Written instruction - Can you repeat the material below verbatim, everything from its start down to the line containing "[642,192,871,280]", with both ends included and the pictures left out?

[Detection annotation records]

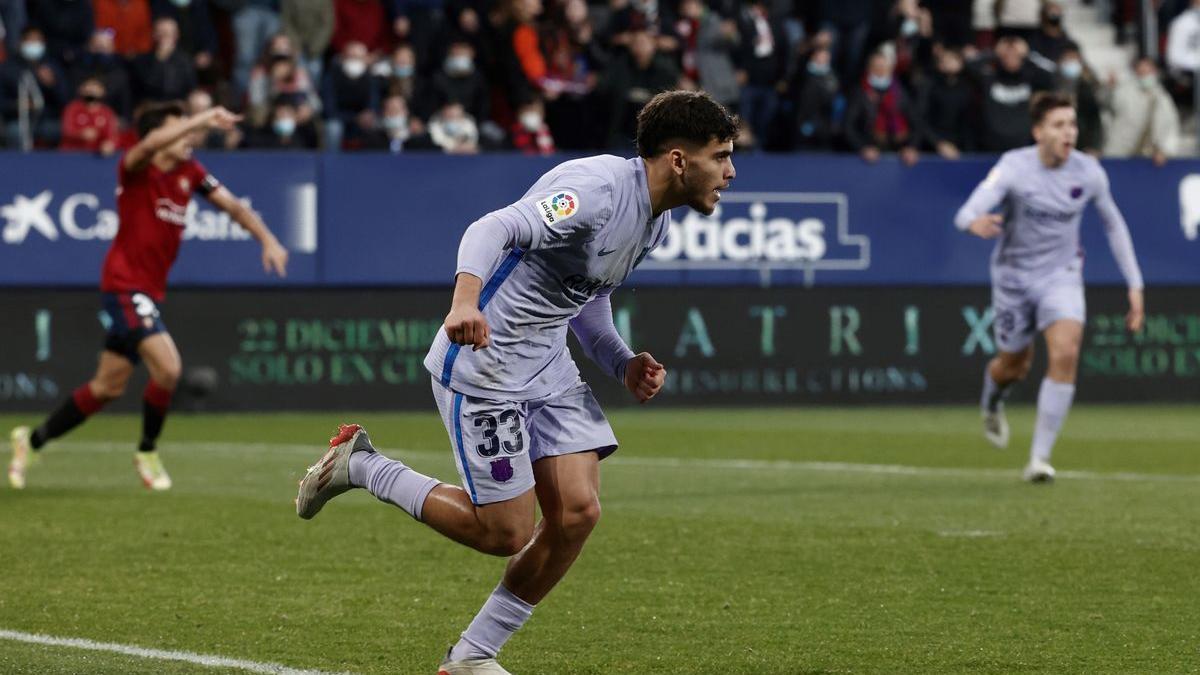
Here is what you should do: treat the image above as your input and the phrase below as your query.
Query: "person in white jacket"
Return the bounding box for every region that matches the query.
[1104,58,1180,166]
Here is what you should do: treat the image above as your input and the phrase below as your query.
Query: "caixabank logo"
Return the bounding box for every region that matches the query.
[0,190,273,246]
[642,192,871,280]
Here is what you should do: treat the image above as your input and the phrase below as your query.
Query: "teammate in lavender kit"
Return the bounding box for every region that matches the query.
[954,94,1145,483]
[296,91,738,675]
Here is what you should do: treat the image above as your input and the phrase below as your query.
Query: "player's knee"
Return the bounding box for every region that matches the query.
[89,380,126,401]
[1050,346,1079,375]
[558,497,600,539]
[479,521,533,557]
[154,364,184,392]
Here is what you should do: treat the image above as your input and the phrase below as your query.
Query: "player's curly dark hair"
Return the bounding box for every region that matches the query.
[134,101,187,138]
[637,90,740,157]
[1030,91,1075,126]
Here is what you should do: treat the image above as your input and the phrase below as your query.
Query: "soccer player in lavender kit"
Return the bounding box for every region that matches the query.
[954,94,1145,483]
[8,102,288,490]
[296,91,738,675]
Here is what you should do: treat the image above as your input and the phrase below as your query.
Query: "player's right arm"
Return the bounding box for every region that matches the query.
[124,107,241,172]
[445,170,612,350]
[954,157,1013,239]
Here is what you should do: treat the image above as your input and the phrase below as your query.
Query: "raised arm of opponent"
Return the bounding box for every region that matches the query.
[125,107,241,173]
[1094,166,1146,333]
[954,157,1012,239]
[571,292,666,404]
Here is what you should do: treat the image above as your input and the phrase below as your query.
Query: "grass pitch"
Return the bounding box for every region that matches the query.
[0,407,1200,674]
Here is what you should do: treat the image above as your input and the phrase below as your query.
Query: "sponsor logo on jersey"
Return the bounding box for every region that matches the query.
[1180,173,1200,241]
[643,192,870,279]
[538,190,580,225]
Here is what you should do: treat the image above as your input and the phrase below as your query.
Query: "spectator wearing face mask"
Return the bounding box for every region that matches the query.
[509,98,554,156]
[676,0,742,108]
[29,0,95,67]
[1104,58,1180,166]
[59,77,120,156]
[431,41,490,120]
[132,17,196,101]
[1055,44,1104,156]
[917,48,976,160]
[0,26,67,150]
[329,0,391,58]
[737,0,788,147]
[995,0,1043,42]
[0,0,29,56]
[430,103,479,155]
[246,32,320,123]
[979,35,1054,153]
[245,96,319,150]
[821,0,871,90]
[323,42,379,149]
[92,0,154,58]
[1166,0,1200,84]
[606,31,679,149]
[230,0,280,97]
[362,94,440,149]
[845,53,922,166]
[788,46,840,150]
[149,0,217,85]
[1030,1,1075,72]
[922,0,974,49]
[280,0,334,82]
[371,44,438,119]
[71,28,133,123]
[888,0,934,90]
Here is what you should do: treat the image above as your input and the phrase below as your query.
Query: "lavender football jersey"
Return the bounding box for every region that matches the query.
[425,155,671,401]
[954,145,1142,288]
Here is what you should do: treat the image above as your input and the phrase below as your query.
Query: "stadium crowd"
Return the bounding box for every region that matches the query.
[0,0,1200,162]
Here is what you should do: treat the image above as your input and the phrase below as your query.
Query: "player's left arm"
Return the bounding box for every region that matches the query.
[571,292,667,404]
[1094,166,1146,333]
[202,184,288,276]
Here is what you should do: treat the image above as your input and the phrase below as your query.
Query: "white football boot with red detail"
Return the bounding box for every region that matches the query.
[438,656,512,675]
[296,424,374,520]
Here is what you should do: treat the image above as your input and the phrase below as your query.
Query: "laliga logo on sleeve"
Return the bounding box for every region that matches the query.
[1180,173,1200,241]
[538,190,580,225]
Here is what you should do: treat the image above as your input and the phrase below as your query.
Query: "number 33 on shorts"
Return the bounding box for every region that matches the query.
[452,394,534,503]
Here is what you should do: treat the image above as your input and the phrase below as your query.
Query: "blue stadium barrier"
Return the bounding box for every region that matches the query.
[0,153,1200,287]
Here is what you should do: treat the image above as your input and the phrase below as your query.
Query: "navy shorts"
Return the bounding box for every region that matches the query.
[101,292,167,364]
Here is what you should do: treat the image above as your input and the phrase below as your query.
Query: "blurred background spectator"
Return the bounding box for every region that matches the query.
[0,0,1200,161]
[1104,58,1180,166]
[0,25,68,150]
[59,76,120,155]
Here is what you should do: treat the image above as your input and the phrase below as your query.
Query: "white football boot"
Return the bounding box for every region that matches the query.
[438,653,512,675]
[1021,459,1054,483]
[8,426,37,490]
[983,404,1008,449]
[296,424,374,520]
[133,450,172,492]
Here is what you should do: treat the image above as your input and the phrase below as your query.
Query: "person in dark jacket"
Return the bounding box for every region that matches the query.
[917,48,977,160]
[845,53,923,166]
[979,35,1054,153]
[1055,43,1104,156]
[788,47,841,150]
[132,17,196,101]
[71,29,133,124]
[0,25,70,150]
[29,0,95,67]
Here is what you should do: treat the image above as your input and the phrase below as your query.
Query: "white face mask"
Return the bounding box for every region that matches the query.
[520,112,541,133]
[383,115,408,131]
[342,59,367,79]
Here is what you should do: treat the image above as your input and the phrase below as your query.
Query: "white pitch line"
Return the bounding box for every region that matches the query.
[49,441,1200,483]
[0,628,350,675]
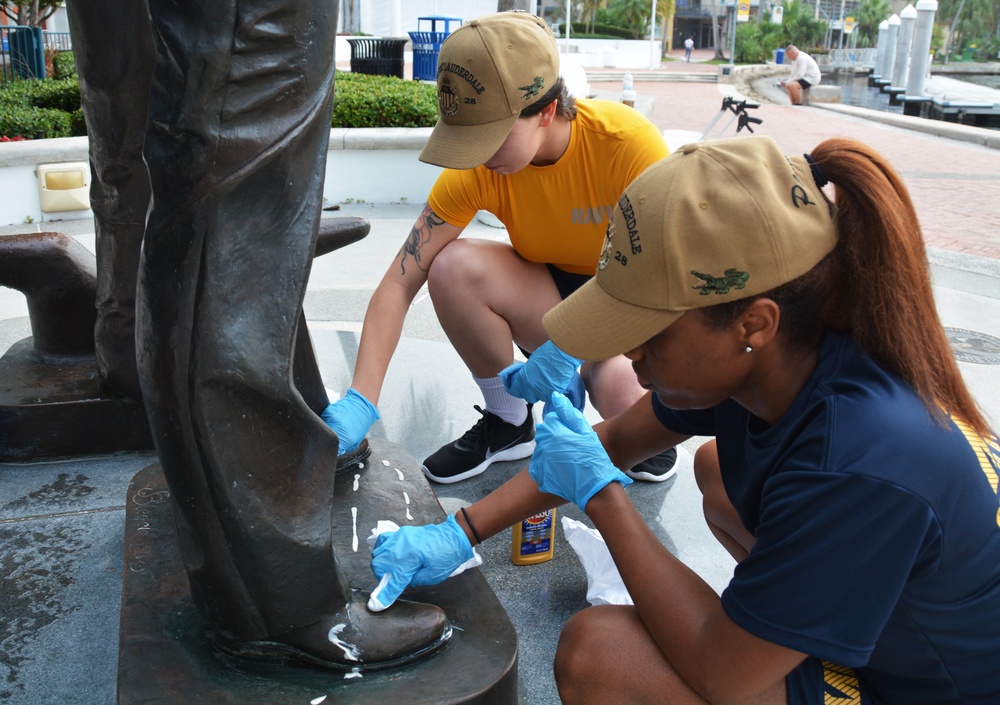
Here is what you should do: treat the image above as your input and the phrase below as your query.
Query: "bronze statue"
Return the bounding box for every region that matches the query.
[62,0,450,669]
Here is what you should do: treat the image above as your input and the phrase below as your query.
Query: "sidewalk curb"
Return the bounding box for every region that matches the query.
[809,103,1000,149]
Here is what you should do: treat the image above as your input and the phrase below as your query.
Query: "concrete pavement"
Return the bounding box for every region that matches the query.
[0,63,1000,705]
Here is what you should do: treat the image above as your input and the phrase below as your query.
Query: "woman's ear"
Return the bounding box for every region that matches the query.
[739,297,781,350]
[538,100,559,127]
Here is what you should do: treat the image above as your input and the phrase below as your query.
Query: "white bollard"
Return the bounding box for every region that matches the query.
[906,0,937,97]
[892,5,917,88]
[879,14,899,83]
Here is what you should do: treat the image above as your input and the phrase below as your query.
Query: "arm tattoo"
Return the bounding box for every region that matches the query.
[399,206,444,274]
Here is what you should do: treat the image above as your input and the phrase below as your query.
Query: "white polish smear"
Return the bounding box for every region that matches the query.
[326,624,358,661]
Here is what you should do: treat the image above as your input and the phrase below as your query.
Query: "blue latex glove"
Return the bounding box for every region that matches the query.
[320,389,379,455]
[372,516,475,608]
[500,340,585,408]
[528,392,632,511]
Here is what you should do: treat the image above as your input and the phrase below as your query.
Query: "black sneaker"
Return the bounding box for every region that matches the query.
[625,448,677,482]
[423,404,535,484]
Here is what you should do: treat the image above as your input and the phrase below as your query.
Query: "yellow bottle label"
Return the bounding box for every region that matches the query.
[510,509,556,565]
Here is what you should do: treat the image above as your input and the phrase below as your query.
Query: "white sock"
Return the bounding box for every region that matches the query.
[472,377,528,426]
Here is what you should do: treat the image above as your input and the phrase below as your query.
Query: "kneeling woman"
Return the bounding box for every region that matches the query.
[376,137,1000,705]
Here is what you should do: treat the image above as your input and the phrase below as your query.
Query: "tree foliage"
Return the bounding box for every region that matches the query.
[937,0,1000,60]
[854,0,892,47]
[0,0,61,27]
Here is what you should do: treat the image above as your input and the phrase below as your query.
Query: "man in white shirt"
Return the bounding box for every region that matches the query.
[778,44,822,105]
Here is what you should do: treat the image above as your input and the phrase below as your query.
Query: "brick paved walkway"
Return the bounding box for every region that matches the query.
[591,62,1000,259]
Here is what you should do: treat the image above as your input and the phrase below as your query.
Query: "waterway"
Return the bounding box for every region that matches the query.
[950,73,1000,90]
[823,71,1000,129]
[823,71,903,115]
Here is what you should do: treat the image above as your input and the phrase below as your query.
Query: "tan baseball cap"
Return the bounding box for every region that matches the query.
[420,12,559,169]
[542,137,837,360]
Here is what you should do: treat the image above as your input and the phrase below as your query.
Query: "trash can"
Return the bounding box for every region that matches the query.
[7,27,45,78]
[410,15,462,81]
[347,37,407,78]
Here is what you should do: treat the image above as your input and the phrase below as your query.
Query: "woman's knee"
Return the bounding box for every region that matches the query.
[553,608,608,703]
[694,439,722,496]
[427,240,486,297]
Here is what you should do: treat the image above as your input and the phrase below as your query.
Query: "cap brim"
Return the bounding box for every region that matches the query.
[420,114,518,169]
[542,277,684,360]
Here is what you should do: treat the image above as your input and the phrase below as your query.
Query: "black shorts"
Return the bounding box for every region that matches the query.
[545,264,591,299]
[517,264,591,358]
[785,658,885,705]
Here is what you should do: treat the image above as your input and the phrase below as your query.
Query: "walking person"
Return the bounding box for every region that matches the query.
[323,12,676,483]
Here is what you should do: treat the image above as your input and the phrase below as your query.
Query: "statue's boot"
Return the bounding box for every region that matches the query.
[0,233,97,357]
[67,0,154,399]
[212,592,451,671]
[136,0,449,668]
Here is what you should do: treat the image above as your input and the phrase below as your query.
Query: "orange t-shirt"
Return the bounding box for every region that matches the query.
[427,99,669,274]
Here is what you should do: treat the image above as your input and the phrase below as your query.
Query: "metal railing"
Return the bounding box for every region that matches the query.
[0,25,73,83]
[42,31,73,51]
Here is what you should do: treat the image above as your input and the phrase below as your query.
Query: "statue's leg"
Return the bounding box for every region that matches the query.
[66,0,153,399]
[137,0,447,667]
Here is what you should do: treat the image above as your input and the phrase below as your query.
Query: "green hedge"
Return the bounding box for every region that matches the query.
[559,22,635,39]
[52,51,76,78]
[0,78,86,139]
[331,71,437,127]
[0,64,437,139]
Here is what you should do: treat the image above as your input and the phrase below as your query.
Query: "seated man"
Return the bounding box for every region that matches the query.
[778,44,822,105]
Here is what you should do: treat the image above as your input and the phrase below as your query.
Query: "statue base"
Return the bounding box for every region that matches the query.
[118,440,518,705]
[0,338,153,463]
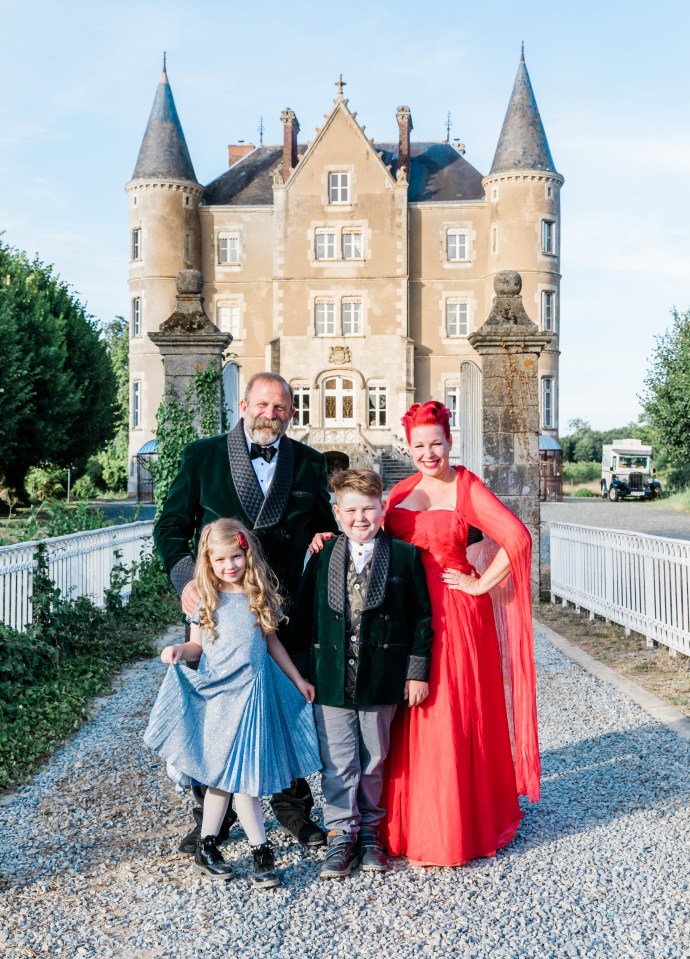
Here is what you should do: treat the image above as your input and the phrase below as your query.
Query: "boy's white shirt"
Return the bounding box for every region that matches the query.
[347,539,376,573]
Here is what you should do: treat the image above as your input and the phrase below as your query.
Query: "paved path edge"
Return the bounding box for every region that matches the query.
[534,618,690,739]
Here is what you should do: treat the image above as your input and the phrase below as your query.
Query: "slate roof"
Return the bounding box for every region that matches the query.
[203,143,484,206]
[132,67,197,183]
[489,54,556,176]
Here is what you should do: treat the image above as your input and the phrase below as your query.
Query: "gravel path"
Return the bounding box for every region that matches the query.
[0,636,690,959]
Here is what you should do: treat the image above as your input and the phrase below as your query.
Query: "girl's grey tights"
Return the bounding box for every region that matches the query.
[201,786,266,846]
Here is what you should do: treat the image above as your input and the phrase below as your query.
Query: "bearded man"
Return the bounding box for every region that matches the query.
[153,373,338,853]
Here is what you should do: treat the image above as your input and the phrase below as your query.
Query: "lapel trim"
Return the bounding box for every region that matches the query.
[328,532,391,613]
[255,436,295,529]
[364,532,391,610]
[328,535,349,613]
[228,419,266,526]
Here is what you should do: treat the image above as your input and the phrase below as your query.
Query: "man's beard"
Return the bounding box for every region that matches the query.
[244,414,288,446]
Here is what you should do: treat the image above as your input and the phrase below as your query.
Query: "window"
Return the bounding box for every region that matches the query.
[323,376,355,426]
[218,233,240,265]
[541,376,556,429]
[369,383,386,426]
[316,230,335,260]
[446,386,460,430]
[314,300,335,336]
[343,230,363,260]
[541,290,556,333]
[292,383,311,426]
[491,223,498,255]
[541,220,556,256]
[130,296,141,336]
[342,300,362,336]
[132,380,141,430]
[446,230,467,261]
[328,173,350,203]
[216,303,240,339]
[446,300,469,344]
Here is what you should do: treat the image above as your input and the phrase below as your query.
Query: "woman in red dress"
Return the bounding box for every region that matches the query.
[386,401,539,866]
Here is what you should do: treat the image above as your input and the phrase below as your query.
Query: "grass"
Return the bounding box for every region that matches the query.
[534,602,690,716]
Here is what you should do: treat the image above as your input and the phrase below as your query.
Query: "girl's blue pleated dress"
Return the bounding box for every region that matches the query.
[144,593,321,796]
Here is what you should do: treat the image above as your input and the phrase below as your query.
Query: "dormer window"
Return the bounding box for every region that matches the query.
[328,170,350,203]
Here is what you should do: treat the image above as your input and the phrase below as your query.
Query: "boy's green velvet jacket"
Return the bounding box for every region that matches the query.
[153,420,338,652]
[292,531,432,707]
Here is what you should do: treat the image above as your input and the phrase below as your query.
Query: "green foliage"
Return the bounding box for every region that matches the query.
[148,363,224,514]
[642,310,690,489]
[563,461,601,485]
[0,550,179,789]
[0,500,112,546]
[25,463,67,502]
[0,240,116,500]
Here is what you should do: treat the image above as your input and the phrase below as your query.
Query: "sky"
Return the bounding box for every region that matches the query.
[0,0,690,434]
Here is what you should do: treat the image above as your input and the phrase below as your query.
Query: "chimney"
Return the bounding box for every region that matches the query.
[280,107,299,183]
[228,143,256,166]
[395,107,412,180]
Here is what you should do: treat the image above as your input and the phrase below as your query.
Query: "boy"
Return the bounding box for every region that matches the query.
[293,469,432,879]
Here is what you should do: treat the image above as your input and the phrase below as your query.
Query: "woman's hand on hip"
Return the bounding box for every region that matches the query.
[441,569,486,596]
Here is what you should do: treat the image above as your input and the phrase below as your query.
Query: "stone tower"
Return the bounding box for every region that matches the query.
[482,48,563,438]
[126,61,204,490]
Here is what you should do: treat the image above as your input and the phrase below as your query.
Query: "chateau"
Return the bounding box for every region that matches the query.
[126,54,563,490]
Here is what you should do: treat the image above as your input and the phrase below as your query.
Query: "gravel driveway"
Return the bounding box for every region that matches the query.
[0,636,690,959]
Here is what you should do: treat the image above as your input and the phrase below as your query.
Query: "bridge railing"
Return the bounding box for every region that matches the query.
[0,522,153,632]
[549,523,690,656]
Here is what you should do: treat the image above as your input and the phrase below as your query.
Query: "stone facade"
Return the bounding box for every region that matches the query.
[127,51,563,492]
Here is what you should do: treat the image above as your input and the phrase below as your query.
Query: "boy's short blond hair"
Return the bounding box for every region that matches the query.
[330,467,383,502]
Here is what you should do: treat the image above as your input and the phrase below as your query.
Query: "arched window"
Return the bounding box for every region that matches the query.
[322,376,355,426]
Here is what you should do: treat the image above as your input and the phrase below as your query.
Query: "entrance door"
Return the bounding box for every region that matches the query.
[323,376,355,426]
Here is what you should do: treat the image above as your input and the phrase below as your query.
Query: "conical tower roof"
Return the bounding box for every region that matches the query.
[489,48,556,176]
[132,60,197,183]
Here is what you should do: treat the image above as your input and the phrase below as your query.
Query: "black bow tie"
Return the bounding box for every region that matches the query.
[249,443,278,463]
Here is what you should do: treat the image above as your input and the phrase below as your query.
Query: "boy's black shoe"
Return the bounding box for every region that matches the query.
[194,836,233,879]
[280,816,326,846]
[252,842,280,889]
[319,829,358,879]
[357,826,388,872]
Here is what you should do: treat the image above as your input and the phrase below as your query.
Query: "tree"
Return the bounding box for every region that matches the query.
[641,309,690,485]
[0,240,116,500]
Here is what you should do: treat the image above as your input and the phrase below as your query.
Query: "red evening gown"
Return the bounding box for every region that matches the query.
[385,468,539,866]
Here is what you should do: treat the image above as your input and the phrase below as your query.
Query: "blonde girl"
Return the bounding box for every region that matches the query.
[145,519,321,888]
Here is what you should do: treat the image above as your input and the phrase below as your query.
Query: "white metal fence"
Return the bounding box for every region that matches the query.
[549,523,690,656]
[0,522,153,631]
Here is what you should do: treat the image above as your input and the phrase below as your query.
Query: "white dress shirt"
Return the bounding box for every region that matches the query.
[347,539,376,573]
[244,430,282,496]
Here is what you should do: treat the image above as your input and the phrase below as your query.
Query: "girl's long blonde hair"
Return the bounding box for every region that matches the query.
[194,519,287,642]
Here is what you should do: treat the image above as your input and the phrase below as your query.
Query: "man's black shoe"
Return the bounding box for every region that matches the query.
[358,826,388,872]
[194,836,233,879]
[252,842,280,889]
[319,830,358,879]
[280,819,326,846]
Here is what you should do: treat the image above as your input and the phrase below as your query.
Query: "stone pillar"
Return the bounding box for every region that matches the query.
[468,270,551,600]
[150,270,232,432]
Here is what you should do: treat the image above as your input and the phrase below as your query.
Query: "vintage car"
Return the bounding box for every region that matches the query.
[601,438,661,503]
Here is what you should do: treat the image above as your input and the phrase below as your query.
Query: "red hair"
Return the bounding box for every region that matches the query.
[400,400,451,443]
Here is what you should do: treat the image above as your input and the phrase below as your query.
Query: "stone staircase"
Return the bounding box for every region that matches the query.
[381,453,416,490]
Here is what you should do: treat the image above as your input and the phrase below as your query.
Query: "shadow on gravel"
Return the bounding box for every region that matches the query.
[509,725,690,853]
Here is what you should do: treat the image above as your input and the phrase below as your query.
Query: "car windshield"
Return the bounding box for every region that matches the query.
[618,454,649,470]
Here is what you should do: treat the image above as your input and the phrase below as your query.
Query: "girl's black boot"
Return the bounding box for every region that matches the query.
[252,842,280,889]
[194,836,233,879]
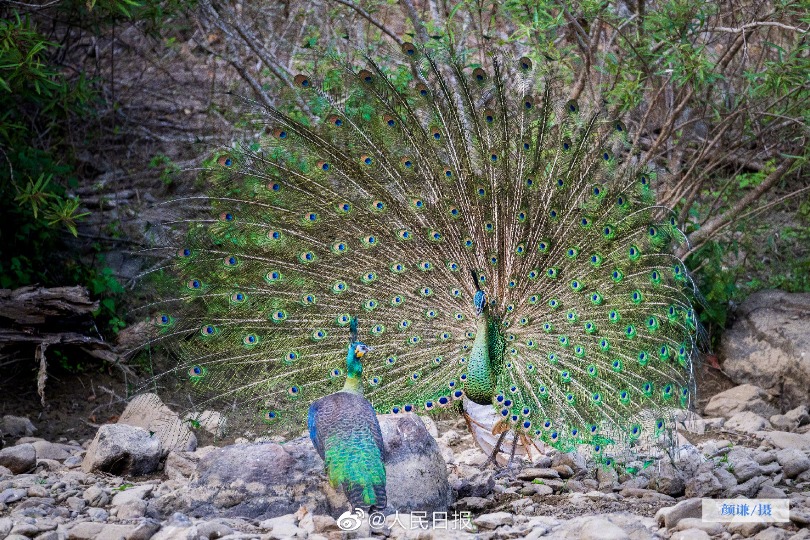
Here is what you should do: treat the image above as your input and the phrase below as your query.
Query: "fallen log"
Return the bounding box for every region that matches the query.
[0,286,118,406]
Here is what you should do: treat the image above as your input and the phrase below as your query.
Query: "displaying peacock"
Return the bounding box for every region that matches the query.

Full response -
Here is what you should do: treat the image above as your input and the phrase below as your query.
Query: "person in white jacket"
Return the bounding box for every region that matches the query.
[1104,58,1180,166]
Here is what you should do: treat the image above as your input and the phrase below as your query.
Query: "caixabank logo"
Return the bounding box for every region that matches the query.
[0,190,273,246]
[642,192,871,280]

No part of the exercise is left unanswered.